##### Extracted material
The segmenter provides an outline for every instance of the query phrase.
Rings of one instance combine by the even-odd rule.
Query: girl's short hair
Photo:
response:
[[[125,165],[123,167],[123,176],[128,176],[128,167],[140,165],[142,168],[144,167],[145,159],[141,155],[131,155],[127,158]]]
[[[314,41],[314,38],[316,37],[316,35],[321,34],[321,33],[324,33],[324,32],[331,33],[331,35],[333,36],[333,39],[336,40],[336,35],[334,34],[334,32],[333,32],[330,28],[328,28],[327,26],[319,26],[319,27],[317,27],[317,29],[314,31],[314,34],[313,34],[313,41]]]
##########
• **Problem to solve**
Rewrite the material with "instance" changed to "object" wherever it appears, keeping everything else identical.

• **Answer to this task**
The segmenter provides an outline for every object of the query phrase.
Rings of one object combine by the even-odd rule.
Query: girl's short hair
Photo:
response:
[[[125,165],[123,167],[123,176],[128,176],[128,167],[140,165],[142,168],[144,167],[145,159],[141,155],[131,155],[127,158]]]
[[[314,41],[314,38],[316,37],[316,35],[321,34],[321,33],[324,33],[324,32],[331,33],[331,35],[333,36],[333,39],[336,40],[336,35],[334,34],[334,32],[333,32],[330,28],[328,28],[327,26],[319,26],[319,27],[317,27],[317,29],[314,31],[314,34],[313,34],[313,41]]]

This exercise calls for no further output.